__What you are asked to do__:
Express all of the items below as a two-column CSV with the header "prompt" and "polygons", one row per item. Put each item's text and its answer in one quoted field each, with line breaks replaced by spaces, and leave out the pictures.

* start *

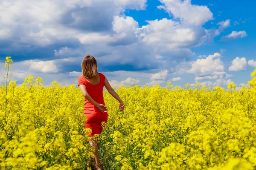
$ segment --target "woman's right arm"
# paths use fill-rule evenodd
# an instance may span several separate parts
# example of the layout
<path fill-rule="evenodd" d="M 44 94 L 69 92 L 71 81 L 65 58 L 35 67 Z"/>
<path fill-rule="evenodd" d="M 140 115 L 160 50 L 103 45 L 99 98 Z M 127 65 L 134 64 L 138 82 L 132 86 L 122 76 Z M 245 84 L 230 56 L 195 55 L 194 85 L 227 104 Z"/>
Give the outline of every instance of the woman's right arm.
<path fill-rule="evenodd" d="M 111 87 L 111 85 L 109 84 L 109 82 L 108 81 L 108 79 L 106 78 L 105 78 L 105 80 L 104 81 L 104 86 L 107 89 L 108 91 L 110 94 L 112 95 L 115 99 L 116 99 L 119 103 L 120 103 L 120 105 L 119 105 L 119 110 L 120 111 L 122 111 L 125 108 L 125 105 L 124 105 L 124 103 L 123 102 L 122 100 L 120 98 L 118 94 Z"/>

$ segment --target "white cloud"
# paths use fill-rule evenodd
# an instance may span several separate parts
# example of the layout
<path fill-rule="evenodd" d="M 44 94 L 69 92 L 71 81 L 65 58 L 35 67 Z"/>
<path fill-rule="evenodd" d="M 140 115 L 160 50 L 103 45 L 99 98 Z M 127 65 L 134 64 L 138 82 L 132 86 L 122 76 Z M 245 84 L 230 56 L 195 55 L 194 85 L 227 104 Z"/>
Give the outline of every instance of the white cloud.
<path fill-rule="evenodd" d="M 205 85 L 207 87 L 214 87 L 215 86 L 223 87 L 227 88 L 227 85 L 230 82 L 233 82 L 230 79 L 225 80 L 224 79 L 218 79 L 214 82 L 207 81 L 201 83 L 201 85 Z"/>
<path fill-rule="evenodd" d="M 151 74 L 149 72 L 145 72 L 143 71 L 105 71 L 102 73 L 105 75 L 111 76 L 139 76 L 143 77 L 150 77 Z"/>
<path fill-rule="evenodd" d="M 150 82 L 148 83 L 149 86 L 153 85 L 160 85 L 162 83 L 163 83 L 165 81 L 164 80 L 152 80 Z"/>
<path fill-rule="evenodd" d="M 200 55 L 198 57 L 198 58 L 206 58 L 206 56 L 205 55 Z"/>
<path fill-rule="evenodd" d="M 249 65 L 256 68 L 256 60 L 254 61 L 254 60 L 250 60 L 248 61 L 248 64 Z"/>
<path fill-rule="evenodd" d="M 164 4 L 160 8 L 180 18 L 186 24 L 201 26 L 213 19 L 213 14 L 207 6 L 192 5 L 191 0 L 160 0 Z"/>
<path fill-rule="evenodd" d="M 198 59 L 196 62 L 193 62 L 191 68 L 187 71 L 187 73 L 200 76 L 224 74 L 224 65 L 221 61 L 221 57 L 220 54 L 215 53 L 206 59 Z"/>
<path fill-rule="evenodd" d="M 61 48 L 58 51 L 57 50 L 54 50 L 54 52 L 55 56 L 70 54 L 72 52 L 72 51 L 67 47 Z"/>
<path fill-rule="evenodd" d="M 226 51 L 226 49 L 223 49 L 223 48 L 221 48 L 220 52 L 221 55 L 222 55 L 223 53 L 224 53 L 224 52 L 225 51 Z"/>
<path fill-rule="evenodd" d="M 154 80 L 155 79 L 164 79 L 167 75 L 168 71 L 167 70 L 162 70 L 159 73 L 155 74 L 152 74 L 150 77 L 150 80 Z"/>
<path fill-rule="evenodd" d="M 178 81 L 182 80 L 181 79 L 181 77 L 174 77 L 172 79 L 172 81 L 173 82 L 177 82 Z"/>
<path fill-rule="evenodd" d="M 239 25 L 239 23 L 237 21 L 235 21 L 234 23 L 234 26 L 236 26 L 237 25 Z"/>
<path fill-rule="evenodd" d="M 24 65 L 29 65 L 29 69 L 43 73 L 57 73 L 57 66 L 53 60 L 40 61 L 38 60 L 26 60 L 22 62 Z"/>
<path fill-rule="evenodd" d="M 222 37 L 222 39 L 236 39 L 239 38 L 244 38 L 247 36 L 247 34 L 245 31 L 233 31 L 229 35 Z"/>
<path fill-rule="evenodd" d="M 218 28 L 219 32 L 221 32 L 227 27 L 230 26 L 230 20 L 228 19 L 225 21 L 222 21 L 217 23 L 217 25 L 220 26 Z"/>
<path fill-rule="evenodd" d="M 230 71 L 240 71 L 241 70 L 246 70 L 247 68 L 247 62 L 246 59 L 245 57 L 242 57 L 241 59 L 238 57 L 234 59 L 232 61 L 232 65 L 228 68 L 228 70 Z"/>
<path fill-rule="evenodd" d="M 125 80 L 122 80 L 121 82 L 119 82 L 116 80 L 113 80 L 109 81 L 109 84 L 111 86 L 114 88 L 117 88 L 118 86 L 122 84 L 123 84 L 126 87 L 127 87 L 129 85 L 135 85 L 139 82 L 140 82 L 139 80 L 135 79 L 131 77 L 128 77 Z"/>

* end *

__Solution__:
prompt,polygons
"$ segment --target ""woman's right arm"" # paths use fill-rule evenodd # an instance may span several separate parts # example of the layout <path fill-rule=""evenodd"" d=""M 44 94 L 69 92 L 71 81 L 65 58 L 35 67 Z""/> <path fill-rule=""evenodd"" d=""M 140 115 L 160 50 L 103 45 L 99 98 Z M 127 65 L 134 64 L 138 82 L 132 86 L 122 76 Z M 245 84 L 230 56 L 195 55 L 194 85 L 227 104 Z""/> Give the outline of every instance of the woman's right arm.","<path fill-rule=""evenodd"" d=""M 111 87 L 111 85 L 109 84 L 109 82 L 108 81 L 108 79 L 106 78 L 105 78 L 105 80 L 104 81 L 104 86 L 107 89 L 108 91 L 110 94 L 112 95 L 115 99 L 116 99 L 119 103 L 120 103 L 120 105 L 119 105 L 119 110 L 120 111 L 122 111 L 125 108 L 125 105 L 124 105 L 124 103 L 123 102 L 122 100 L 120 98 L 118 94 Z""/>"
"$ segment --target ""white cloud"" # paths use fill-rule evenodd # an instance may span several separate parts # example of the layout <path fill-rule=""evenodd"" d=""M 44 94 L 69 92 L 71 81 L 65 58 L 35 67 Z""/> <path fill-rule=""evenodd"" d=""M 140 115 L 160 50 L 103 45 L 99 98 Z M 127 65 L 134 64 L 138 82 L 132 86 L 122 76 Z M 245 84 L 230 56 L 195 55 L 194 85 L 227 104 Z""/> Give the outline of every instance of the white cloud.","<path fill-rule=""evenodd"" d=""M 205 85 L 207 87 L 214 87 L 215 86 L 223 87 L 227 88 L 227 85 L 230 82 L 233 82 L 230 79 L 225 80 L 224 79 L 218 79 L 214 82 L 207 81 L 201 83 L 201 85 Z""/> <path fill-rule=""evenodd"" d=""M 151 74 L 149 72 L 145 72 L 143 71 L 105 71 L 102 73 L 105 75 L 111 76 L 139 76 L 143 77 L 150 77 Z""/> <path fill-rule=""evenodd"" d=""M 150 82 L 148 83 L 149 86 L 153 85 L 160 85 L 162 83 L 163 83 L 165 81 L 164 80 L 152 80 Z""/> <path fill-rule=""evenodd"" d=""M 200 55 L 198 57 L 198 58 L 206 58 L 206 56 L 205 55 Z""/> <path fill-rule=""evenodd"" d=""M 249 65 L 256 68 L 256 60 L 254 61 L 254 60 L 250 60 L 248 61 L 248 64 Z""/> <path fill-rule=""evenodd"" d=""M 164 4 L 160 8 L 180 18 L 186 24 L 201 26 L 213 19 L 213 14 L 207 6 L 192 5 L 191 0 L 160 0 Z""/> <path fill-rule=""evenodd"" d=""M 198 59 L 196 62 L 193 62 L 191 68 L 187 71 L 187 73 L 200 76 L 224 74 L 224 65 L 221 61 L 221 57 L 220 54 L 215 53 L 206 59 Z""/> <path fill-rule=""evenodd"" d=""M 61 48 L 58 51 L 57 50 L 54 50 L 54 52 L 55 56 L 70 54 L 72 52 L 72 51 L 67 47 Z""/> <path fill-rule=""evenodd"" d=""M 226 51 L 226 49 L 223 49 L 223 48 L 221 48 L 220 52 L 221 55 L 222 55 L 223 53 L 224 53 L 224 52 L 225 51 Z""/> <path fill-rule=""evenodd"" d=""M 154 80 L 155 79 L 164 79 L 167 75 L 168 71 L 167 70 L 162 70 L 159 73 L 155 74 L 152 74 L 150 77 L 150 80 Z""/> <path fill-rule=""evenodd"" d=""M 178 81 L 182 80 L 181 79 L 181 77 L 174 77 L 172 79 L 172 81 L 173 82 L 177 82 Z""/> <path fill-rule=""evenodd"" d=""M 239 25 L 239 23 L 237 21 L 235 21 L 234 23 L 234 26 L 236 26 L 237 25 Z""/> <path fill-rule=""evenodd"" d=""M 24 65 L 29 65 L 29 69 L 43 73 L 57 73 L 57 66 L 53 60 L 40 61 L 38 60 L 26 60 L 22 62 Z""/> <path fill-rule=""evenodd"" d=""M 222 37 L 222 39 L 236 39 L 239 38 L 244 38 L 247 36 L 247 34 L 245 31 L 233 31 L 229 35 Z""/> <path fill-rule=""evenodd"" d=""M 218 28 L 219 32 L 221 32 L 227 27 L 230 26 L 230 20 L 228 19 L 225 21 L 222 21 L 217 23 L 217 25 L 220 26 Z""/> <path fill-rule=""evenodd"" d=""M 230 71 L 240 71 L 241 70 L 246 70 L 247 68 L 247 62 L 246 59 L 245 57 L 242 57 L 241 59 L 238 57 L 234 59 L 232 61 L 232 65 L 228 68 L 228 70 Z""/> <path fill-rule=""evenodd"" d=""M 125 80 L 122 80 L 121 82 L 119 82 L 116 80 L 113 80 L 109 81 L 109 84 L 111 86 L 114 88 L 117 88 L 118 86 L 122 84 L 123 84 L 126 87 L 127 87 L 129 85 L 135 85 L 139 82 L 140 82 L 139 80 L 135 79 L 131 77 L 128 77 Z""/>"